* [Text]:
-- Opening Marker --

Parliamentary
Limits
Ironically, it seems that
the power parliament has most interest in exercising nowadays is the
manufacture of criminals, by making more and more conduct illegal, regardless of
the effect on our essential rights guaranteed under common law. If government,
any government, believes it can do as it wishes without the constraint of a
constitution which is enforceable then no-one and nothing is safe. These are
the views of a lawyer who has made a special study of the EU’s corpus juris
proposals.
"A government above the law is a menace to be
defeated"
Lord Scarman
Parliament cannot
do as it wishes. There are a great many things parliament cannot do. It cannot
sit for more than five years, it cannot permit anyone not elected to speak in
its chamber, nor anyone who has not sworn an oath of allegiance, it cannot
dissolve itself and it cannot legitimately depose The Queen.
No parliament can bind its
successors. This principle is itself a maxim of common law, and has been often
restated:
“Acts derogatory to the power of subsequent
parliaments bind not”
Blackstone and Halsbury
Neither can
parliament legislate in contravention of the treaties which established the
constitution and sovereignty of this nation - a point central to our case.
Furthermore, parliament has a duty of care to preserve and protect the rights
and freedoms of the people who elected it.
Nor can
parliament complete the passage of a bill without the royal assent.

-- Closing Marker --

* [Data for review]:

-- Opening Marker --

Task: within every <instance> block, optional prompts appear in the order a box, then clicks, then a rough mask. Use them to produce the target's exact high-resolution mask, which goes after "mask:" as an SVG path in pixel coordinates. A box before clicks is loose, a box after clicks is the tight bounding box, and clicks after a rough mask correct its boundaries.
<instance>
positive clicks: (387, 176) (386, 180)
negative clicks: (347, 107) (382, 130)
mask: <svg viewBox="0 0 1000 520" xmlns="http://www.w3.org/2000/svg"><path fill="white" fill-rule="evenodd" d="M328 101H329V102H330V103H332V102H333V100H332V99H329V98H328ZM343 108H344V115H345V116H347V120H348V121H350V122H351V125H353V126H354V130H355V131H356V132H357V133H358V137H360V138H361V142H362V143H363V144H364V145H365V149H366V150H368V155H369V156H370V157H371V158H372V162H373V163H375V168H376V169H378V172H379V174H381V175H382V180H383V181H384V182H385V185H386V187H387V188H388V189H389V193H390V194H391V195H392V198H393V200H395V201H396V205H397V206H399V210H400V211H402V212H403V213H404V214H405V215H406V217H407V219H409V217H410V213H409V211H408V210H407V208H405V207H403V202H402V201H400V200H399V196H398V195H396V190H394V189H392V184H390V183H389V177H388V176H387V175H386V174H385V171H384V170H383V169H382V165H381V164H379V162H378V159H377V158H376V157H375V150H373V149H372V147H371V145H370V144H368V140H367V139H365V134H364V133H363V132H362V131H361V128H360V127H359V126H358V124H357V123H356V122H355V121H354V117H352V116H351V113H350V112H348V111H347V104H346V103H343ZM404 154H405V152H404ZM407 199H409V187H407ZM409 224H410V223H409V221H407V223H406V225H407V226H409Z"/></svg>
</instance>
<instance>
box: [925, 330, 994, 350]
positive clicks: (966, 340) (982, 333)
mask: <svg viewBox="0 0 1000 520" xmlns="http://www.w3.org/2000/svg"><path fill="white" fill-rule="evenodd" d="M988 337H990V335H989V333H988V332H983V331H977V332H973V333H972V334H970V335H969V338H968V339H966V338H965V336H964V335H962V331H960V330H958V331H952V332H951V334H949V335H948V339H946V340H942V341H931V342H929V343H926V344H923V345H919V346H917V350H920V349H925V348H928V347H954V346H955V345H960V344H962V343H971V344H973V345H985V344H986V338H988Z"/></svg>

-- Closing Marker --

* [Task requirements]: Write out the text on parliamentary limits, everything from "Furthermore, parliament has" down to "the royal assent.", keeping every word and mark unchanged. The rows above are independent of the text on parliamentary limits and should be treated as separate material.

* [Response to this task]:
Furthermore, parliament has a duty of care to preserve and protect the rights
and freedoms of the people who elected it.
Nor can
parliament complete the passage of a bill without the royal assent.